**REQUIREMENT:** Count the lines in the entries below that contain the word "camouflage". Reply with that number only.

**** DATASET EXTRACT ****

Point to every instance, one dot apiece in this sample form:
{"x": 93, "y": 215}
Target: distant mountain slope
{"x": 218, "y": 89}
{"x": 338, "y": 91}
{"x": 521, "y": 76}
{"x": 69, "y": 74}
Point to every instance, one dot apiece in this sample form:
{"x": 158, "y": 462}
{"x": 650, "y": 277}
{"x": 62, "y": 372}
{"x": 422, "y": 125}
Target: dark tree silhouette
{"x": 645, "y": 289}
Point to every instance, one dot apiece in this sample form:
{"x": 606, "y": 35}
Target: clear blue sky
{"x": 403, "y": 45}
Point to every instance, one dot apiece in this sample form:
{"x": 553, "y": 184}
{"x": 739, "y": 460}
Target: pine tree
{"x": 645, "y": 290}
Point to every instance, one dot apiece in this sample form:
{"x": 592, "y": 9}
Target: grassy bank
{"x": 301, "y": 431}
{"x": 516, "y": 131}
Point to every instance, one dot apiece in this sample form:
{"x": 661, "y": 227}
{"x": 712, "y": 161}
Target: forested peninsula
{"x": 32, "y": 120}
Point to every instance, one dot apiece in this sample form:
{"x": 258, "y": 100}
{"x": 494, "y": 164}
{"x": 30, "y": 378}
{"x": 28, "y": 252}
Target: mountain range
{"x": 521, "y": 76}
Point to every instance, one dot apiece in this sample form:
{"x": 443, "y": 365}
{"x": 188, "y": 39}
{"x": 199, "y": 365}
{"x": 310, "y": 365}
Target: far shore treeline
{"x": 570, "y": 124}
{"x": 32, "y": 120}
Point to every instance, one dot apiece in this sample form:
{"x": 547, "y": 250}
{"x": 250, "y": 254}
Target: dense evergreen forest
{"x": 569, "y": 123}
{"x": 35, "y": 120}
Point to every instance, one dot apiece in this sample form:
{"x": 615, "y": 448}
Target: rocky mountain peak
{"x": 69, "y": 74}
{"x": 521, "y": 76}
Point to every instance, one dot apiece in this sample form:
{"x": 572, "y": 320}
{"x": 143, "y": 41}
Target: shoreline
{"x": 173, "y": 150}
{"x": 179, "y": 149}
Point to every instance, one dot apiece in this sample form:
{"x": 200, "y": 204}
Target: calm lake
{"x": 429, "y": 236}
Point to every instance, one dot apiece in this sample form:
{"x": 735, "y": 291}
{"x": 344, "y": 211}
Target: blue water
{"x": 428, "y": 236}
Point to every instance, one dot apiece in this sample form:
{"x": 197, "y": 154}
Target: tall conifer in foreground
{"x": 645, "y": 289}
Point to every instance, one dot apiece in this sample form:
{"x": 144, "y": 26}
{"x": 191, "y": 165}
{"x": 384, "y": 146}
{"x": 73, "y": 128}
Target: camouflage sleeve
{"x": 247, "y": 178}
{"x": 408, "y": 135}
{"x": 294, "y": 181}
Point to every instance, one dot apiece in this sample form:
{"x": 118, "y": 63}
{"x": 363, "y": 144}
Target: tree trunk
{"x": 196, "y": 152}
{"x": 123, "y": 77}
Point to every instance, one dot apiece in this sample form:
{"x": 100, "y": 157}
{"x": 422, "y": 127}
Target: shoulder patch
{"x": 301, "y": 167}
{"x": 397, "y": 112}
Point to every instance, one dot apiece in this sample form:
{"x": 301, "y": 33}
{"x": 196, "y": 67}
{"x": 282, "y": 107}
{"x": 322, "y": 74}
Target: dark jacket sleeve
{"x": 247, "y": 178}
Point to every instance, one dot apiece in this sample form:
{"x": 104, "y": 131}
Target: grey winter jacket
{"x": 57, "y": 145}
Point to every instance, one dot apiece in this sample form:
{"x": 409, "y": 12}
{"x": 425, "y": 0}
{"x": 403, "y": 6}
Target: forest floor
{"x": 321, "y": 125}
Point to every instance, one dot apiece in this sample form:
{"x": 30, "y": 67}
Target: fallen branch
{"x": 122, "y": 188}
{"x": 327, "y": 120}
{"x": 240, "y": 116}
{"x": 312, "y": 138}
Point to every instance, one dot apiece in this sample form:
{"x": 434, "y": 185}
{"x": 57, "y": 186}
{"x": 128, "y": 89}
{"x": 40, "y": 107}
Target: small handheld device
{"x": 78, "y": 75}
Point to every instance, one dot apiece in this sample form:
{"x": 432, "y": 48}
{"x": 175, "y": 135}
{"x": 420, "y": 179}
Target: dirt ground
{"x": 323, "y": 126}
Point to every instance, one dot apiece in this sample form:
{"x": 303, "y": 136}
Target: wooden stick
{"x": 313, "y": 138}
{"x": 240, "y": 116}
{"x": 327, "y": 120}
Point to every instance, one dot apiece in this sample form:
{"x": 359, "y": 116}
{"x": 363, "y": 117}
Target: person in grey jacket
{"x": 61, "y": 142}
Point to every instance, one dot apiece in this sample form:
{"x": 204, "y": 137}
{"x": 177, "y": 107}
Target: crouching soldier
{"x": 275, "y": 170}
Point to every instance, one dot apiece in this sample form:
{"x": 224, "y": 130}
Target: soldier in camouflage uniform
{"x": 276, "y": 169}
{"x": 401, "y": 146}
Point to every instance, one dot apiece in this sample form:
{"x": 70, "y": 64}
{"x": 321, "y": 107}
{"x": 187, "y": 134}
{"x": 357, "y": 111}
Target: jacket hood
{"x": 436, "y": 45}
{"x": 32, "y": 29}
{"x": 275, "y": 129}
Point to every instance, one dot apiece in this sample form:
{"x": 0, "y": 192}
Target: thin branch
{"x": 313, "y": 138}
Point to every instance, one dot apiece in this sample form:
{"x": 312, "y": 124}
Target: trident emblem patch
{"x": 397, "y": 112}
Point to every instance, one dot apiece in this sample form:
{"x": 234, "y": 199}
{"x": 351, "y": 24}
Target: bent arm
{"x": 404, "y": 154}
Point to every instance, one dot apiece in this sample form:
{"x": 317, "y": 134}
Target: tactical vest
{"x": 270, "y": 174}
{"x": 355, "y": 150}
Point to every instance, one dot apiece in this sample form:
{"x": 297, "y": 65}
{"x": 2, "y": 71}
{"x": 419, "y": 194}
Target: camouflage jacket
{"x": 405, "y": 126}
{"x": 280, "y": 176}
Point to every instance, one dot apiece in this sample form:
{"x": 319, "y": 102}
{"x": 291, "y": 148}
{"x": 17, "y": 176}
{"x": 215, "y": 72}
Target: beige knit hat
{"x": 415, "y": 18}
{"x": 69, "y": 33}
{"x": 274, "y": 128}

****
**** DATASET EXTRACT ****

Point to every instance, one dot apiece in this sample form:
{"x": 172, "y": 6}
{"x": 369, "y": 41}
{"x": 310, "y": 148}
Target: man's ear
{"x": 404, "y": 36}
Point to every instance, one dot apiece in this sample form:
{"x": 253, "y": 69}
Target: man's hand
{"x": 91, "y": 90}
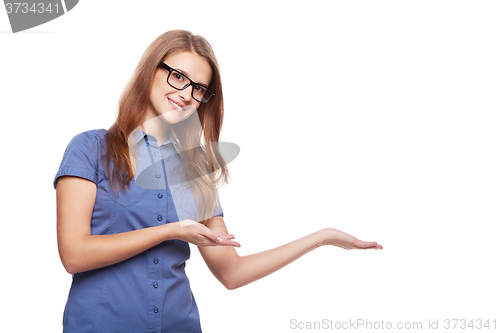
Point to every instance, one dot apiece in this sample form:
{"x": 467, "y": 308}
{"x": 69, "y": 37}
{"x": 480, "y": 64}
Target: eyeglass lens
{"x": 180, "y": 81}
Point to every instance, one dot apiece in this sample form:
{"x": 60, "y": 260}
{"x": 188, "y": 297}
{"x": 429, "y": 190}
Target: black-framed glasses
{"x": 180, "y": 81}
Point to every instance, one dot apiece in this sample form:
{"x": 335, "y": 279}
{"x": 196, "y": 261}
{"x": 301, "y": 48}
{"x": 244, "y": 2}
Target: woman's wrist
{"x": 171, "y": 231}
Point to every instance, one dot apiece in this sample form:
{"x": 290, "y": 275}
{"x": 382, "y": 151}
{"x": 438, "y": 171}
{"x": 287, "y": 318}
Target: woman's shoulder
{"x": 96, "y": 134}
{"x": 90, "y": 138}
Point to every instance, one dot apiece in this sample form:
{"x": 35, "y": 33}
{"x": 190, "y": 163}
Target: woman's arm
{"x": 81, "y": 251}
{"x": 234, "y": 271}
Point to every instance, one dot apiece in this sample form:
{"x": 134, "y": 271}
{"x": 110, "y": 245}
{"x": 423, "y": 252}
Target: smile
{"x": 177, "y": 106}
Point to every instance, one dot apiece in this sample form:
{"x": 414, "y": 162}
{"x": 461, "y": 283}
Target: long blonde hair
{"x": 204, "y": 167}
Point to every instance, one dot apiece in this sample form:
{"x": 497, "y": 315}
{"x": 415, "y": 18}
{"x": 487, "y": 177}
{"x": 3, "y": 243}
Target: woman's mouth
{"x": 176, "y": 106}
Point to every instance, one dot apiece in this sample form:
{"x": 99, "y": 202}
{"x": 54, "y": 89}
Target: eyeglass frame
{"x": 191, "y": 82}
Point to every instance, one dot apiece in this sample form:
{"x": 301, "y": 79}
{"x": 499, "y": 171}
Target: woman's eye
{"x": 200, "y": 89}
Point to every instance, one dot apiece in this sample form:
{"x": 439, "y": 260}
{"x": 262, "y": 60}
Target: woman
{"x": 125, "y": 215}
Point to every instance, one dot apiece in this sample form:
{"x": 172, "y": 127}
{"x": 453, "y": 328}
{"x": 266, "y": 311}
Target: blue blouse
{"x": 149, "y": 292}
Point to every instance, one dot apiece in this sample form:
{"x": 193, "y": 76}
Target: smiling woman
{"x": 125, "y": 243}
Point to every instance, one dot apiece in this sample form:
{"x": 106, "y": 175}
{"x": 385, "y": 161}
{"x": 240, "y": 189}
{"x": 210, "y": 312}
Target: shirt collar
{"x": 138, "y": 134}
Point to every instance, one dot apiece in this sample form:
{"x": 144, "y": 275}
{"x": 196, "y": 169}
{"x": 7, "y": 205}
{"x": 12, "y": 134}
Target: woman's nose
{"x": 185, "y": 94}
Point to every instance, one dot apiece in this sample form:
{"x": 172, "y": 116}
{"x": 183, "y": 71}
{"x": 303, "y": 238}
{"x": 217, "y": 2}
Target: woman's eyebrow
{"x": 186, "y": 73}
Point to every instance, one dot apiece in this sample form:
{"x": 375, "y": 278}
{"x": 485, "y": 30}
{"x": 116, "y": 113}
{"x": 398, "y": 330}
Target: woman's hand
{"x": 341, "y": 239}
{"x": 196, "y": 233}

****

**EXPECTED ANSWER:** 3